Copy out the whole listing below line for line, without the pictures.

GIVEN INFORMATION.
----

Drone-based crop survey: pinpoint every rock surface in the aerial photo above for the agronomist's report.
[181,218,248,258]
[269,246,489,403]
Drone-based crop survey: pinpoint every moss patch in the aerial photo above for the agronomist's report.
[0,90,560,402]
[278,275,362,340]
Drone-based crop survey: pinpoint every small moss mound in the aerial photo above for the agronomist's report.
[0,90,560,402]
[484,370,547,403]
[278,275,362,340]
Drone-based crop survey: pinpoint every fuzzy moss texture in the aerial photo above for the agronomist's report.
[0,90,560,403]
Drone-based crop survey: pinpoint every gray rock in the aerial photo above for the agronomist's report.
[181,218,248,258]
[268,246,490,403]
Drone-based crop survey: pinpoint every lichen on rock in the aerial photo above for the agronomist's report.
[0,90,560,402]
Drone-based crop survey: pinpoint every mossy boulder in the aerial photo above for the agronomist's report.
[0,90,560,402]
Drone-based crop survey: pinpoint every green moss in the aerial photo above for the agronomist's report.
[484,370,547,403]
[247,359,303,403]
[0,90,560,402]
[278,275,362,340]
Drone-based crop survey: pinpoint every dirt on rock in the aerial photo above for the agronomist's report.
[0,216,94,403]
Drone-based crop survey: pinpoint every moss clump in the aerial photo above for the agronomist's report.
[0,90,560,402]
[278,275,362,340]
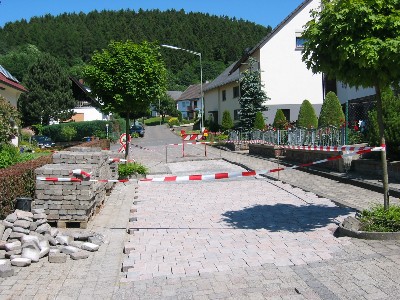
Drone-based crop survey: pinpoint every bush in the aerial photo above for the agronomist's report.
[222,110,233,131]
[0,155,53,219]
[297,100,318,128]
[318,92,345,127]
[367,89,400,159]
[360,204,400,232]
[118,162,148,179]
[272,109,288,129]
[254,111,265,130]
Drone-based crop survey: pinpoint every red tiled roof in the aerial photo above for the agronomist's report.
[0,72,28,92]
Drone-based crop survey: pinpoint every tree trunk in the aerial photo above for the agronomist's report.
[125,113,130,160]
[375,85,389,209]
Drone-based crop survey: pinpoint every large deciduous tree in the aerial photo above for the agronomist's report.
[18,54,76,125]
[84,40,166,157]
[239,57,269,130]
[303,0,400,208]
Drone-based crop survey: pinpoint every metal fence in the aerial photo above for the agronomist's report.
[229,126,346,146]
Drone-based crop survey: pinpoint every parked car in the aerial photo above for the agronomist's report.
[130,125,144,137]
[32,135,55,148]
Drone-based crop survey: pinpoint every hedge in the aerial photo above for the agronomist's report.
[0,155,53,219]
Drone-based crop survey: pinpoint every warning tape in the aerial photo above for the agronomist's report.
[36,145,386,182]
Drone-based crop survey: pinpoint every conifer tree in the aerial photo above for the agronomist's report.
[318,92,345,127]
[221,110,233,130]
[272,109,288,129]
[254,111,265,130]
[239,57,269,130]
[297,99,318,128]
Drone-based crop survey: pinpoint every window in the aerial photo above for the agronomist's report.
[233,86,239,98]
[233,109,240,121]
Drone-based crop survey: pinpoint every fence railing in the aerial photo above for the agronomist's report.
[229,126,346,146]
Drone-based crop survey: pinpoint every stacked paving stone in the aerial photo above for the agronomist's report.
[33,147,118,228]
[0,209,102,277]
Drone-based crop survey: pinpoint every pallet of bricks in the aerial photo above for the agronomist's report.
[33,147,122,228]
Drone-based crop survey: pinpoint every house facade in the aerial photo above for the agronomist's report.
[0,65,28,146]
[204,62,240,124]
[176,83,208,120]
[70,77,108,122]
[204,0,375,124]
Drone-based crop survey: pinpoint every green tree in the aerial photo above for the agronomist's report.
[272,109,288,129]
[221,110,233,130]
[18,54,76,125]
[367,89,400,160]
[303,0,400,209]
[239,57,269,130]
[0,96,21,145]
[84,41,166,157]
[254,111,265,130]
[297,99,318,128]
[318,92,345,127]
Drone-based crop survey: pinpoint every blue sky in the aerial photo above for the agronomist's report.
[0,0,303,27]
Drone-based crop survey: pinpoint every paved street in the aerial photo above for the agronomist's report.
[0,127,400,299]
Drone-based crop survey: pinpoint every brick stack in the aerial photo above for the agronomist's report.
[33,147,118,228]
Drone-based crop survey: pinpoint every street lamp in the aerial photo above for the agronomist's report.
[161,45,204,132]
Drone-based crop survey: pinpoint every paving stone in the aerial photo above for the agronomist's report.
[11,257,31,267]
[5,241,22,251]
[81,242,100,252]
[61,246,80,254]
[56,235,74,245]
[49,252,68,264]
[13,220,31,229]
[0,264,14,278]
[70,251,89,260]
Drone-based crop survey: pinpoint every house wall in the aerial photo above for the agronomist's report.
[336,81,375,104]
[204,82,240,124]
[248,0,323,122]
[0,88,21,107]
[74,107,107,121]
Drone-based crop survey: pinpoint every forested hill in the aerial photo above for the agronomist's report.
[0,10,271,89]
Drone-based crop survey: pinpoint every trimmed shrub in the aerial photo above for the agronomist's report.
[221,110,233,130]
[318,92,345,127]
[272,109,288,129]
[297,100,318,128]
[367,89,400,159]
[254,111,265,130]
[0,155,53,219]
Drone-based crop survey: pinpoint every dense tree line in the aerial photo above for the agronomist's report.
[0,10,271,89]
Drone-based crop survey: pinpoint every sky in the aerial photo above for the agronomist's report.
[0,0,303,28]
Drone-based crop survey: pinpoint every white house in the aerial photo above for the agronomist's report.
[70,77,108,122]
[204,0,375,123]
[0,65,28,146]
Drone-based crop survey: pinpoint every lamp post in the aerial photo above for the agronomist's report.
[161,45,204,132]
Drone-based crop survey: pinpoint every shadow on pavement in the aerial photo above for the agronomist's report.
[222,204,353,232]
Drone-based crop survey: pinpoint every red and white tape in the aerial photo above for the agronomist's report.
[36,145,385,182]
[108,158,135,162]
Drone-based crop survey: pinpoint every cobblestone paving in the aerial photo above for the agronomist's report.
[0,132,400,300]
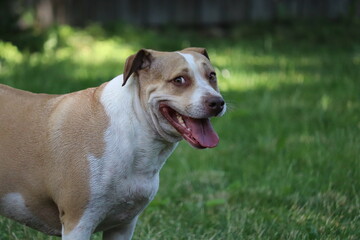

----

TASK RESPONSE.
Drone-based crop survey: pinpoint every rock surface in the aerial photo above for the agronomist's report.
[181,218,248,258]
[269,246,489,403]
Drone-based crop survey: pinpoint every moss patch in the aerial photo above for the agronomist's report.
[0,90,560,402]
[278,275,362,340]
Drone-based crop survey: pinpoint every small moss mound in the aerial photo above for the agronomist's report.
[0,90,560,402]
[484,370,547,403]
[278,275,362,340]
Drone-based crop survey: pinpoint every fuzzy moss texture in the aerial photo above for the agronomist's report.
[0,90,560,403]
Drone-based crop survey: pinpoint every gray rock in the aerial photo above for the agronomist's report.
[181,218,248,258]
[268,246,490,403]
Drone-based crop survey: pinpoint every lichen on rock in the aerial photo above for the agronomist's report.
[0,90,560,402]
Drone-based crop survey: pinpoint every mossy boulder in the aerial photo above for the agronomist's report.
[0,90,560,402]
Drone-based crop survey: pinpoint every green moss in the aerial photo above for the agronomist's report.
[484,370,547,403]
[247,359,303,403]
[0,90,560,402]
[278,275,362,340]
Drone-based crop survey: pinpoint every dirt on rock in the aerial photo above for the agronomist's report.
[0,216,94,403]
Drone-based crop survey: pinpoint every moss clump in the aerial photo above for the agronomist's report.
[0,90,560,402]
[278,275,362,340]
Drone-based crop survey: pinpoint every bush in the aerial photo above for the agronomist's report.
[222,110,233,131]
[0,155,53,219]
[297,100,318,128]
[318,92,345,127]
[367,89,400,159]
[360,204,400,232]
[118,162,148,179]
[272,109,288,129]
[254,111,265,130]
Drone-based crop survey: pinpoint every red tiled roof in the aerial photo above for the agronomist's report.
[0,72,28,92]
Drone-based crop survey: pinpoint every tree trunk in the aerial photo above for the agronomist's report.
[125,113,130,160]
[375,85,389,209]
Drone-based crop survey: pinpoint every large deciduous tree in the aerial photo above for the agronomist's report.
[18,54,76,125]
[84,40,166,157]
[239,57,269,130]
[303,0,400,208]
Drone-based crop survey: pinpoint every metal fence in the aerial photo above for the agronomist's report.
[229,126,346,146]
Drone-based crop survey: pinpoint every parked car in the aerial photo above for the agronomist's report.
[130,125,144,137]
[32,135,55,148]
Drone-based crop survey: pinpoint every hedge in the aerial photo above for the agronomist's report.
[0,155,53,219]
Drone-based crop survey: pinpoint every warning tape in the aerial photo above for the agronomist's report.
[36,145,386,182]
Drone-based crop survey: pinpoint every conifer tree in the aerial photo above for the agronomist's report.
[318,92,345,127]
[221,110,233,130]
[272,109,288,129]
[254,111,265,130]
[239,57,269,130]
[297,99,318,128]
Drone-based crop survey: pinpoint every window in the aerial photo above for the agronomist's report.
[233,86,239,98]
[233,109,240,121]
Drone-based crop survey: pinpoint every fence railing in the aerial photo above for the agronomist's report.
[229,126,346,146]
Drone-based crop survey: pinpoint every stacked paving stone in the aerial photo above for the agronomist's report.
[33,147,118,228]
[0,209,102,277]
Drone-based crop survey: pinpoint every pallet of bricks in the aerial photo above for the agronomist's report.
[33,147,122,228]
Drone-based crop survey: pinpoint every house facade in the aerial photo above for the agronomist's report.
[0,65,28,146]
[204,62,240,124]
[176,83,208,120]
[70,77,108,122]
[204,0,375,124]
Drone-based crop survey: pinpoint every green tree in the aerial photo above for the agronomist's report.
[272,109,288,129]
[221,110,233,130]
[18,54,76,125]
[367,89,400,160]
[303,0,400,209]
[239,57,269,130]
[0,96,21,145]
[84,41,166,157]
[254,111,265,130]
[297,99,318,128]
[318,92,345,127]
Drone-based crop survey: pinpoint every blue sky in the aerial photo above for the agronomist's report.
[0,0,303,27]
Drone-based crop survey: pinpoint every paved street in the aerial photo above for the agronomist's report.
[0,127,400,299]
Drone-based crop survey: pinpoint every brick stack in the aerial photo above for the agronomist's report.
[33,147,118,228]
Drone-based crop survey: pinpoint every street lamp in the aerial photo above for the agronomist's report.
[161,45,204,132]
Drone-based crop survey: pinpoint every paving stone in the aerial photo above for the agronomist's report.
[11,257,31,267]
[5,241,22,251]
[81,242,100,252]
[61,246,80,254]
[56,235,74,245]
[49,252,68,264]
[13,220,31,229]
[0,264,14,278]
[70,251,89,260]
Drone-based crop survey: pinpoint every house wall in the aerial photo above for the agronomist's report.
[336,81,375,104]
[204,82,240,124]
[248,0,323,122]
[0,88,21,107]
[74,107,107,121]
Drone-based crop survey: pinpoint every forested hill in the aerial photo above for the agronomist's report.
[0,10,271,89]
Drone-based crop survey: pinpoint every trimmed shrub in the aerial photo above for the agronomist's report.
[221,110,233,130]
[318,92,345,127]
[272,109,288,129]
[297,100,318,128]
[367,89,400,159]
[254,111,265,130]
[0,155,53,219]
Drone-based crop survey: pinpoint every dense tree line in the aerial photo above for the agronomist's report.
[0,10,271,89]
Drone-based crop survey: pinpoint every sky in the aerial photo above for the agronomist's report.
[0,0,303,28]
Drone-based crop survey: pinpoint every white house in the aerial photo above for the agronomist's report.
[70,77,108,122]
[204,0,375,123]
[0,65,28,146]
Drone-based crop survey: pinpoint every lamp post in the aerial photo above for the agronomist's report.
[161,45,204,132]
Drone-based crop survey: pinpoint every shadow on pavement in the aerial photo above for the agronomist's report.
[222,204,353,232]
Drone-based crop survey: pinpoint every red and white tape in the aerial photo above for the agronomist's report.
[36,145,385,182]
[108,158,135,162]
Drone-based crop survey: pinpoint every cobblestone paving in the aerial photo above for the agronomist's report.
[0,132,400,300]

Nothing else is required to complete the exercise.